▶ _AIM OF THE EXERCISE_: Please rewrite the entries starting with the line containing "The function MUST return, for every instance of the decorative" and continuing through the line containing "[[203, 239], [455, 283]]". Keep every line's text unchanged except the x and y coordinates, each multiplied by 1.45 and rounded to a whole number with halves rounded up, and give only those lines.

▶ _GIVEN DATA_:
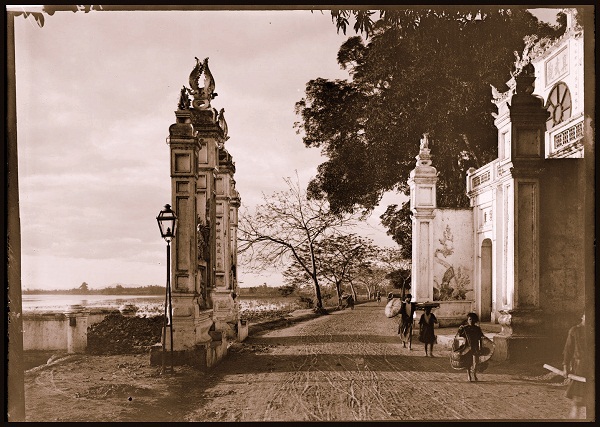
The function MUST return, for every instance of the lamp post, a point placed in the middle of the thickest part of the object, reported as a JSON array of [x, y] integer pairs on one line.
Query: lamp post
[[167, 224]]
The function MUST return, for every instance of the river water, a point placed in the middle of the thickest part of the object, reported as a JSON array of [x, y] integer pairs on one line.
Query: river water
[[147, 304]]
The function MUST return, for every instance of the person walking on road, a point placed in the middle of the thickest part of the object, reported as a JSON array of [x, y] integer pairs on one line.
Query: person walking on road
[[574, 355], [474, 336], [407, 311], [426, 330]]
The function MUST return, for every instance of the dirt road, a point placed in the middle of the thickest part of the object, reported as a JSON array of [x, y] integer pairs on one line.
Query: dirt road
[[346, 366]]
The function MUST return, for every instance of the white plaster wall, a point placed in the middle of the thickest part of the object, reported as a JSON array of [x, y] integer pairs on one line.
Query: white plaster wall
[[453, 254]]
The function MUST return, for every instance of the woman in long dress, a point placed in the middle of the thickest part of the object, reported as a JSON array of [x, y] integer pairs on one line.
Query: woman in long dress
[[407, 311], [426, 330], [474, 337]]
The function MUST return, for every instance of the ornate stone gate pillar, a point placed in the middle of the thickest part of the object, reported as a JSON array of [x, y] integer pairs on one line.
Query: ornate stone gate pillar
[[200, 169], [423, 202], [520, 315]]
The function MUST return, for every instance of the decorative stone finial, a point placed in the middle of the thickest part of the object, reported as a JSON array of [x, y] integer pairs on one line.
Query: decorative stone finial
[[424, 145], [202, 96], [184, 99], [525, 58], [424, 158]]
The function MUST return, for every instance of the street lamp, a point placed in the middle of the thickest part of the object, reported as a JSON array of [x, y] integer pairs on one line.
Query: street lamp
[[167, 224]]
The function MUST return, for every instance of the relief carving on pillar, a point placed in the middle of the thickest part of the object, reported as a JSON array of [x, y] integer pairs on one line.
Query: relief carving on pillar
[[203, 239], [455, 283]]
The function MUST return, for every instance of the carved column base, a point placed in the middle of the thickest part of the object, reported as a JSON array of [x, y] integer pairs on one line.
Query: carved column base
[[225, 312], [522, 335]]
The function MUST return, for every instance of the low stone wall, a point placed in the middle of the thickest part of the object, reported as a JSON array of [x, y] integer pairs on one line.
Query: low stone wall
[[66, 331], [45, 331], [452, 313]]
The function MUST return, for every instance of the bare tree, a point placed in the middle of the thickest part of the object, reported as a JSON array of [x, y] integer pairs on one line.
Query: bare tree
[[286, 228], [341, 259]]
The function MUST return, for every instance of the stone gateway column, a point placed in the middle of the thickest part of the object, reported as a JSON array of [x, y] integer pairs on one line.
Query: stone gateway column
[[423, 202], [203, 193], [520, 315]]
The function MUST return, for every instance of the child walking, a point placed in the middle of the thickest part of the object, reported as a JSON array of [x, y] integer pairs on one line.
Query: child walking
[[426, 330]]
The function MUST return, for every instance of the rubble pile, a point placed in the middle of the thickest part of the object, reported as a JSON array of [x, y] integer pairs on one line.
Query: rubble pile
[[118, 334]]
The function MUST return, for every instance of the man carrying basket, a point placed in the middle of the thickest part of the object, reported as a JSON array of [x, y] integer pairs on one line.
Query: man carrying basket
[[468, 355]]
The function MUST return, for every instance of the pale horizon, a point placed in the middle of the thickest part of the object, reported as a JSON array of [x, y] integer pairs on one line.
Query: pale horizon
[[96, 94]]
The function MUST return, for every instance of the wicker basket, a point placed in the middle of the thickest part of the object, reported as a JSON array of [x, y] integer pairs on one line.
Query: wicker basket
[[458, 360]]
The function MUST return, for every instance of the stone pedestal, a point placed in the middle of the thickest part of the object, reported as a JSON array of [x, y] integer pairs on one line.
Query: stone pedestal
[[521, 337]]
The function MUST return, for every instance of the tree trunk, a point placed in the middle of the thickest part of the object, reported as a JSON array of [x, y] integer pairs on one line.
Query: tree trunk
[[353, 292]]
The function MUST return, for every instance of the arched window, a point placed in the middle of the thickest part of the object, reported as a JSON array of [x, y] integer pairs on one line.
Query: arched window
[[558, 105]]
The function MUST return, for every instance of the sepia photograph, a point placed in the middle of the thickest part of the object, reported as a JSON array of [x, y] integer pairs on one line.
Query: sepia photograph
[[300, 213]]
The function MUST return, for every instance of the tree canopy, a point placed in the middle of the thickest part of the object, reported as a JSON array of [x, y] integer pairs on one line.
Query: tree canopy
[[288, 228], [422, 70]]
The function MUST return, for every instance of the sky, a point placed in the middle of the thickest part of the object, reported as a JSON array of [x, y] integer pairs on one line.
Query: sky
[[96, 94]]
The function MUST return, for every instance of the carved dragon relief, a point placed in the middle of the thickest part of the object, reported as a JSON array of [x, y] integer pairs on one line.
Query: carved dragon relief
[[202, 95], [184, 99], [223, 123]]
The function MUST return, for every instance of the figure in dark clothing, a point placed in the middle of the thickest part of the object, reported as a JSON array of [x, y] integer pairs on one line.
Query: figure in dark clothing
[[426, 330], [574, 355], [407, 311], [474, 336]]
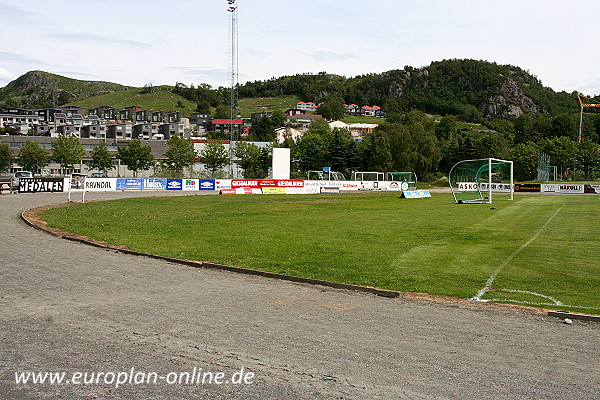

▶ _EXPECTED ANSWER_:
The function MUST return, for every instance of the decorative stone finial, a point placed in the middle of the thickest part of the object, reported as a JSON array of [x, y] integer pairs on one line.
Query: decorative stone finial
[[615, 210], [293, 139], [267, 144], [761, 84], [615, 229]]
The function MUST return, for every instance of the street lamp, a point placed in the middle of the thickest part of the object, reported as a JSON array of [x, y] integer pairs on one line.
Query: street lamp
[[242, 325]]
The function MUST return, for every instance of the relief carving on pillar, a point placed in the middle of the thickest part of the object, reported as a JSON array of [x, y] integer pairs on one line.
Query: relief carving on pillar
[[294, 347], [660, 410]]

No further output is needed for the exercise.